* To be done:
Copy the records from the beginning through the line containing "[0,0,1270,211]", substituting "service" for each "endpoint" and keeping everything else the same.

(Items from a labeling collection)
________________________________________
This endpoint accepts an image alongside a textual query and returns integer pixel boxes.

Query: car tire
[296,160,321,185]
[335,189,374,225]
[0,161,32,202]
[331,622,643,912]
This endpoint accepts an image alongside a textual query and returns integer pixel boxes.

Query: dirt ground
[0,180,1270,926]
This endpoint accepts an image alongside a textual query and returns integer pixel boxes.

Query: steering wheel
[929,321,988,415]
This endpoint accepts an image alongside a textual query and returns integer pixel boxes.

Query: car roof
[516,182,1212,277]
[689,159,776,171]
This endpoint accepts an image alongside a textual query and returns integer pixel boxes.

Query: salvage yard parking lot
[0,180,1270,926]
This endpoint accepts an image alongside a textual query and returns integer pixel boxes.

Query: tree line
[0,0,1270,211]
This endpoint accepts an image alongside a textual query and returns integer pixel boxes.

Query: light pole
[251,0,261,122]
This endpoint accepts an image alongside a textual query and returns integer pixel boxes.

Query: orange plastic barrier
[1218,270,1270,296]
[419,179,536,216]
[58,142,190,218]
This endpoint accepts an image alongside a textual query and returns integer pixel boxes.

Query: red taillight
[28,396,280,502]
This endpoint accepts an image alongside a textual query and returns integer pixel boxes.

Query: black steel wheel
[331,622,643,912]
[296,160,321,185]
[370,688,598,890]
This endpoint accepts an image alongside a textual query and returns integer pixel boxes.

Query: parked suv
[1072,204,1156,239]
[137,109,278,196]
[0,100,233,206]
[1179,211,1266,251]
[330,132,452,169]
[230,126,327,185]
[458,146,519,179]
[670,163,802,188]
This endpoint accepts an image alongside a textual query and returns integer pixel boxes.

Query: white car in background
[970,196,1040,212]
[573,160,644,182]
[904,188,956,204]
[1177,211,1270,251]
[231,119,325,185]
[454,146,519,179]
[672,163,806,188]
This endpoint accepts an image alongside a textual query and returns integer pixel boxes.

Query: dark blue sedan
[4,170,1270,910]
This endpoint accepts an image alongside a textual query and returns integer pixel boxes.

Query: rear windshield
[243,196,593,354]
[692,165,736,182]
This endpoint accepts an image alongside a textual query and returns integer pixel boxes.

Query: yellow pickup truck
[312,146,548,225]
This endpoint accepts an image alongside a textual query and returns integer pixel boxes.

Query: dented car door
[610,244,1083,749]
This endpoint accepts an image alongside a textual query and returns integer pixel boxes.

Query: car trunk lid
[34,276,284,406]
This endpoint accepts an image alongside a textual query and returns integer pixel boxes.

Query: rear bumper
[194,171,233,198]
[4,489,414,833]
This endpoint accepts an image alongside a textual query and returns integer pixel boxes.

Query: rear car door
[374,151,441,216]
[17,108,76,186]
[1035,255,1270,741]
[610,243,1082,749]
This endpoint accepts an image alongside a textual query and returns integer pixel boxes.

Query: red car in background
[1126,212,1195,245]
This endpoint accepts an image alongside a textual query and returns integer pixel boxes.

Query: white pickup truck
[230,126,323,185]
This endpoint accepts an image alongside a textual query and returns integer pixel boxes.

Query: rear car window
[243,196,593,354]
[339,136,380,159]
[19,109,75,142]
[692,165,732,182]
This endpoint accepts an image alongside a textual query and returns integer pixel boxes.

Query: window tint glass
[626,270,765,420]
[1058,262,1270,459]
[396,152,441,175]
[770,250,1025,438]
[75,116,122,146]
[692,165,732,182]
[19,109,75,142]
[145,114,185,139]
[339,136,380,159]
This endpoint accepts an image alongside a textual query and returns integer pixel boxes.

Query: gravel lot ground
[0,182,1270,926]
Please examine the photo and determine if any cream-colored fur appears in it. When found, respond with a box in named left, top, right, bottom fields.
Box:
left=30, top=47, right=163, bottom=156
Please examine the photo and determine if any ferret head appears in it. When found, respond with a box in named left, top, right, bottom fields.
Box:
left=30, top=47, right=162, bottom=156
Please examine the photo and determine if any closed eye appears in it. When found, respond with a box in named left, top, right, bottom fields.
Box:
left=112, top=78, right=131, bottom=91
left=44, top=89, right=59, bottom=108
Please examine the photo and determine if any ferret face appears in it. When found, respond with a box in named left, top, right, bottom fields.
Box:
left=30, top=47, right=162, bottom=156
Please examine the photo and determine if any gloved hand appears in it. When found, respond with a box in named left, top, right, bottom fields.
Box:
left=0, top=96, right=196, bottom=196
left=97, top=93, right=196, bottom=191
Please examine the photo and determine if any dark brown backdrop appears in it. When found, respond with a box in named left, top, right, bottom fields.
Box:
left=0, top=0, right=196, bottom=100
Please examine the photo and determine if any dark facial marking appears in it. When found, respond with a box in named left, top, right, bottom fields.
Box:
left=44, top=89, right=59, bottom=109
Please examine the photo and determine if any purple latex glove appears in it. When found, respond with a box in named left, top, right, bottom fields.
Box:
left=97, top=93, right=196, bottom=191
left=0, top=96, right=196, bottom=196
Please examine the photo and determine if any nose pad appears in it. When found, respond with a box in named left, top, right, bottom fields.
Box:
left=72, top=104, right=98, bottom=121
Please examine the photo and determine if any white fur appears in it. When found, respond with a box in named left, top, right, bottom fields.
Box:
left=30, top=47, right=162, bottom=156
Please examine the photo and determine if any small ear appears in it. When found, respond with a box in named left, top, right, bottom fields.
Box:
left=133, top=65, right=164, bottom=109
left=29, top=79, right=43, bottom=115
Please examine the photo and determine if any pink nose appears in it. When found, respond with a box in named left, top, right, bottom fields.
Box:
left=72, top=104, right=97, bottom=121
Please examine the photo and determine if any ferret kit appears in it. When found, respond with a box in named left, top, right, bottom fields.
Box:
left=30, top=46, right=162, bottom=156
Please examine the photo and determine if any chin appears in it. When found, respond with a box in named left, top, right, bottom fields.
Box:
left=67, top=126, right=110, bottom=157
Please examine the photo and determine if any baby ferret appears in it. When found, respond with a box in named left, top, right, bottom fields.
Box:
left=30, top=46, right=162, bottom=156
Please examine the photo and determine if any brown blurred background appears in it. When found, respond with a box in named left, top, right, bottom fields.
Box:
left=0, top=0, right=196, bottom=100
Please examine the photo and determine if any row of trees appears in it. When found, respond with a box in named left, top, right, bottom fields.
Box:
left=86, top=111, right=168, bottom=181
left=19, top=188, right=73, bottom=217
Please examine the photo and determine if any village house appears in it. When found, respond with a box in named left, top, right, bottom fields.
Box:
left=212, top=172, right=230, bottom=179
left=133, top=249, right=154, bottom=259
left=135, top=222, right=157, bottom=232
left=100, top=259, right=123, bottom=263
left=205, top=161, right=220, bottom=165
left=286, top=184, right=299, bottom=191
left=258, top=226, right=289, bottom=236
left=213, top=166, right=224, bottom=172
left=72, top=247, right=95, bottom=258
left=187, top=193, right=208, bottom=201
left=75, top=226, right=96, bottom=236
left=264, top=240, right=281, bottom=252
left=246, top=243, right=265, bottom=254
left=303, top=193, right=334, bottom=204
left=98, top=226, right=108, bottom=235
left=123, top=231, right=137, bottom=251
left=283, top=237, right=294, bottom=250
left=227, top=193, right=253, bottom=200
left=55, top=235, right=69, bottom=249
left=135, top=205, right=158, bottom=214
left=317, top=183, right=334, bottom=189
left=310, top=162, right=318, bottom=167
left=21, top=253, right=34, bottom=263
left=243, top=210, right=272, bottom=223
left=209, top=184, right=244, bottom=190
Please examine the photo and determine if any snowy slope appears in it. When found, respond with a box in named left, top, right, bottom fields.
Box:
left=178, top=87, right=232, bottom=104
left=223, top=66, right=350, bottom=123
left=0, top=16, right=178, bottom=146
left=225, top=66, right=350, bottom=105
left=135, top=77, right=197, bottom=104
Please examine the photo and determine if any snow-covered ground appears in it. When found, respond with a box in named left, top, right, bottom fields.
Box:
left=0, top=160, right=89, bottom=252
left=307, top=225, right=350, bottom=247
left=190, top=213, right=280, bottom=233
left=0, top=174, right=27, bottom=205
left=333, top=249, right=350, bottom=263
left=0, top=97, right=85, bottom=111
________________________________________
* Expected output:
This service accepts an image alongside a textual query and returns integer pixel boxes.

Query: car tire
[296,160,321,185]
[335,189,374,225]
[0,161,32,202]
[331,622,643,912]
This service accepts an image alongside a textual query and returns integer pixel boxes.

Query: dirt ground
[0,180,1270,926]
This service accepts an image alongside a textual query and returns integer pixel boxes.

Query: steering wheel
[929,321,988,415]
This service accepts an image alongside a textual query and returns integer pixel boxes.

Query: car roof
[516,182,1212,277]
[689,159,776,171]
This service accepts an image alongside a textual query and returns integer pixel boxes.

Query: salvage yard parking lot
[0,180,1270,926]
This service accepts an image alongside a textual query and returns integer pixel boxes.

Query: tree line
[0,0,1270,211]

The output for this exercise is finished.